"""

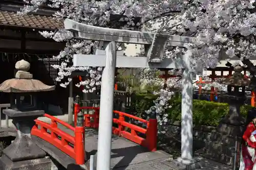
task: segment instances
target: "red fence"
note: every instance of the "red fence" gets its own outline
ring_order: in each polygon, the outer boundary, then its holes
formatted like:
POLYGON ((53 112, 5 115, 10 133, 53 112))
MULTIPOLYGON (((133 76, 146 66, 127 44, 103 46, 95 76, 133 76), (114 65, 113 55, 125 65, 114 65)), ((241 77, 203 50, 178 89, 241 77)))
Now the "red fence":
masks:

"""

→ DIRECTIONS
Retype the entries word for word. Omit any images.

→ WRITTEN ANSWER
task: segment instances
target: "red fence"
note: every instance of the "red fence" gets its own outline
ring_order: in each polygon, the outer boundary, then its holes
formatted like:
POLYGON ((53 112, 5 115, 10 133, 53 112))
MULTIPOLYGON (((133 76, 146 66, 127 44, 103 46, 95 76, 133 76), (114 65, 113 55, 125 65, 114 65)), ((241 77, 203 50, 178 89, 241 77)))
Now the "red fence":
masks:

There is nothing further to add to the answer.